### WHAT THIS TASK INVOLVES
Below is a block of data; give all of it again word for word.

### RECORDS SUPPLIED
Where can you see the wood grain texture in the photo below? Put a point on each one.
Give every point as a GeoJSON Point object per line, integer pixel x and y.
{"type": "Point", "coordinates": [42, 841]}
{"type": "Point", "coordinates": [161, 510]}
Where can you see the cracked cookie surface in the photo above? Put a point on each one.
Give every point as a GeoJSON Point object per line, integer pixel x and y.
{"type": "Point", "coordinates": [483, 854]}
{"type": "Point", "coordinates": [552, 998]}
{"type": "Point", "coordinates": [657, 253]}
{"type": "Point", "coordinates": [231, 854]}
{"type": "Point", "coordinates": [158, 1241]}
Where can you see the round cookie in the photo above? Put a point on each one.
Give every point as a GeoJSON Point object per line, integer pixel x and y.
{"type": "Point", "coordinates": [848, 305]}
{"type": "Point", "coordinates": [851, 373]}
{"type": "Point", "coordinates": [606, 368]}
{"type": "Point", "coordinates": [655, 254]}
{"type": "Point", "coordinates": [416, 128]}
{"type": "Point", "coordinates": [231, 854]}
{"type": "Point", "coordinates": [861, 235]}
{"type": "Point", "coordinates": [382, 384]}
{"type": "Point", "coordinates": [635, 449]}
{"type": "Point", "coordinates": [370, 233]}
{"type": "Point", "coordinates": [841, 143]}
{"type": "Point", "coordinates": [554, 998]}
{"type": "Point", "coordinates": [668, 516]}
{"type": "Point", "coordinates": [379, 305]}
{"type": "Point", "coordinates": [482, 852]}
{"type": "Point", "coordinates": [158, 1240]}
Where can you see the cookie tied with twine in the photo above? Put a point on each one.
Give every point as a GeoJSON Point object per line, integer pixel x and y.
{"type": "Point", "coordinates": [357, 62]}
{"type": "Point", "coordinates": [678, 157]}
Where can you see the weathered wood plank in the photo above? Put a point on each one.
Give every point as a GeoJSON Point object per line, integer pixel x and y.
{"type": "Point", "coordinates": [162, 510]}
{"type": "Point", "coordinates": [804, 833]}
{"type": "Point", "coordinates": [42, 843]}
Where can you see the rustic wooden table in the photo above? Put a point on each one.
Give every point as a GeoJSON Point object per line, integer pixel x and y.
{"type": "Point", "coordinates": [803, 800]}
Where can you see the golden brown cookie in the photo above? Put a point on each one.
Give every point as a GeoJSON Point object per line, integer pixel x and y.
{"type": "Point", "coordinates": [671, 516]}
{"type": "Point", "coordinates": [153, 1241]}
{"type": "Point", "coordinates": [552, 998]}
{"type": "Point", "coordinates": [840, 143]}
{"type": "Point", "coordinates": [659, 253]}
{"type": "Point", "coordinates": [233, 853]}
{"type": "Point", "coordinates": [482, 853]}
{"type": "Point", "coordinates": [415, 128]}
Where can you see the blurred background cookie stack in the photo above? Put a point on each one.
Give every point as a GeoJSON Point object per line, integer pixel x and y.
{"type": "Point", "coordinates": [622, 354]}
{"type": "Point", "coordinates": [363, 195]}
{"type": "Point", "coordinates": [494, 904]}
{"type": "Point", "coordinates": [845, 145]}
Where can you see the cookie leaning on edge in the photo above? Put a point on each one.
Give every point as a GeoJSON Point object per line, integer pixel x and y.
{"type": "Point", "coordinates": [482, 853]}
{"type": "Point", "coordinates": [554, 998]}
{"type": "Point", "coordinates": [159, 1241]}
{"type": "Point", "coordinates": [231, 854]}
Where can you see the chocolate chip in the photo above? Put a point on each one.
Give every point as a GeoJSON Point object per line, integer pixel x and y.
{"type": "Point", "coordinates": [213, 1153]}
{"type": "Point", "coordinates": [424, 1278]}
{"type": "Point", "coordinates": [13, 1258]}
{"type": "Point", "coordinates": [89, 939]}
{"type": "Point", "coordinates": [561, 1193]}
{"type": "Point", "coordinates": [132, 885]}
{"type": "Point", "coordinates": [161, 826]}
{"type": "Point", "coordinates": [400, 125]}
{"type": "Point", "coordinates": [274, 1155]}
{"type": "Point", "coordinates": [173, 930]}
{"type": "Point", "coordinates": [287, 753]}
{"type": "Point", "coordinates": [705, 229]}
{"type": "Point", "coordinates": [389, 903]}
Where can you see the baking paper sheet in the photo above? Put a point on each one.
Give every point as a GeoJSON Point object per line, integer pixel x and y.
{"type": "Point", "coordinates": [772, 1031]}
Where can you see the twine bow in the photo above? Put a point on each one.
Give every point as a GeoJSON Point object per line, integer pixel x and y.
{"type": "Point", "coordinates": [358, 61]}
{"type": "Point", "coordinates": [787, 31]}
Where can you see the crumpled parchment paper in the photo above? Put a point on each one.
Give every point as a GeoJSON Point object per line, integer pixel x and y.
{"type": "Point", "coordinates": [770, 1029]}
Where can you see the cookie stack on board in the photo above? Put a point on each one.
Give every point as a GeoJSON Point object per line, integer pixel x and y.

### WRITTEN SOLUTION
Where can you see the wood grain texture in the photo below? Put a point on each one.
Give every point as a GeoJSON Point object per line, integer pixel x and y.
{"type": "Point", "coordinates": [42, 841]}
{"type": "Point", "coordinates": [161, 510]}
Where can you see the cracked cookie surface in the photo above? Put a point on each one.
Give every point as a GeoJSON Point object per line, integer pixel x and y.
{"type": "Point", "coordinates": [483, 854]}
{"type": "Point", "coordinates": [552, 998]}
{"type": "Point", "coordinates": [657, 253]}
{"type": "Point", "coordinates": [231, 854]}
{"type": "Point", "coordinates": [158, 1241]}
Where can you see the round cookie in the photo above? Put a point on each one.
Give every point as a GeoJSON Point object per line, integer pixel x and y.
{"type": "Point", "coordinates": [848, 305]}
{"type": "Point", "coordinates": [851, 373]}
{"type": "Point", "coordinates": [606, 368]}
{"type": "Point", "coordinates": [655, 254]}
{"type": "Point", "coordinates": [416, 128]}
{"type": "Point", "coordinates": [231, 854]}
{"type": "Point", "coordinates": [861, 235]}
{"type": "Point", "coordinates": [382, 384]}
{"type": "Point", "coordinates": [635, 449]}
{"type": "Point", "coordinates": [370, 233]}
{"type": "Point", "coordinates": [841, 143]}
{"type": "Point", "coordinates": [554, 998]}
{"type": "Point", "coordinates": [668, 516]}
{"type": "Point", "coordinates": [379, 305]}
{"type": "Point", "coordinates": [482, 852]}
{"type": "Point", "coordinates": [158, 1240]}
Where can you see the cookie tied with twine in the photo above? Put a point on each one.
Give every point as a GeoJSON Point object per line, integer pixel x and y.
{"type": "Point", "coordinates": [357, 62]}
{"type": "Point", "coordinates": [678, 157]}
Where can you see the weathered wood plank in the photo above? Put a point on each one.
Give every point as a GeoJSON Point object per line, integer pixel x and y.
{"type": "Point", "coordinates": [162, 510]}
{"type": "Point", "coordinates": [804, 833]}
{"type": "Point", "coordinates": [42, 843]}
Where can you see the rustic wooden table in the photo above? Put a point on each one.
Give every point as a GeoJSON Point object per line, integer pixel x and y.
{"type": "Point", "coordinates": [803, 800]}
Where can you see the golden brown cookie in the photo above? Put a point on each one.
Give every point as a GeoJSON Point object per line, integer pixel x and y.
{"type": "Point", "coordinates": [671, 516]}
{"type": "Point", "coordinates": [153, 1241]}
{"type": "Point", "coordinates": [552, 998]}
{"type": "Point", "coordinates": [840, 143]}
{"type": "Point", "coordinates": [659, 253]}
{"type": "Point", "coordinates": [233, 853]}
{"type": "Point", "coordinates": [482, 853]}
{"type": "Point", "coordinates": [415, 128]}
Where can you see the blurred background cookie stack in the photo above? Put a point on each one.
Give every point as a GeoJSON Point object per line, integer pixel x and y.
{"type": "Point", "coordinates": [622, 354]}
{"type": "Point", "coordinates": [363, 195]}
{"type": "Point", "coordinates": [494, 904]}
{"type": "Point", "coordinates": [845, 145]}
Where can you see the cookie leaning on edge in the photo above? Put a point on each one.
Give every point as a GeoJSON Point object per line, integer pixel x and y.
{"type": "Point", "coordinates": [482, 853]}
{"type": "Point", "coordinates": [554, 998]}
{"type": "Point", "coordinates": [159, 1241]}
{"type": "Point", "coordinates": [231, 854]}
Where can you see the chocolate chip in the photo above? Put a point on each one.
Give every point as a GeoJSON Point object per line, integer pixel x and y.
{"type": "Point", "coordinates": [213, 1153]}
{"type": "Point", "coordinates": [424, 1278]}
{"type": "Point", "coordinates": [13, 1258]}
{"type": "Point", "coordinates": [89, 939]}
{"type": "Point", "coordinates": [561, 1193]}
{"type": "Point", "coordinates": [132, 885]}
{"type": "Point", "coordinates": [161, 826]}
{"type": "Point", "coordinates": [400, 125]}
{"type": "Point", "coordinates": [274, 1155]}
{"type": "Point", "coordinates": [173, 930]}
{"type": "Point", "coordinates": [287, 753]}
{"type": "Point", "coordinates": [705, 229]}
{"type": "Point", "coordinates": [389, 903]}
Where can you see the baking paper sheet in the photo above? Put a point on each one.
Give every point as a GeoJSON Point object per line, integer pixel x and y.
{"type": "Point", "coordinates": [772, 1031]}
Where can you see the twine bow in the photo above? Put a point on each one.
Give every point as a GeoJSON Point object per line, integer pixel x and y.
{"type": "Point", "coordinates": [358, 61]}
{"type": "Point", "coordinates": [787, 31]}
Where can you see the crumpled parchment paper in the photo above? Put a point on each one.
Give every point as a GeoJSON Point object per line, integer pixel x and y.
{"type": "Point", "coordinates": [770, 1029]}
Where can you see the cookie stack on board in the photo above? Put a point on each one.
Give every point as a GeoJSON Point object per line, integer pixel x and y.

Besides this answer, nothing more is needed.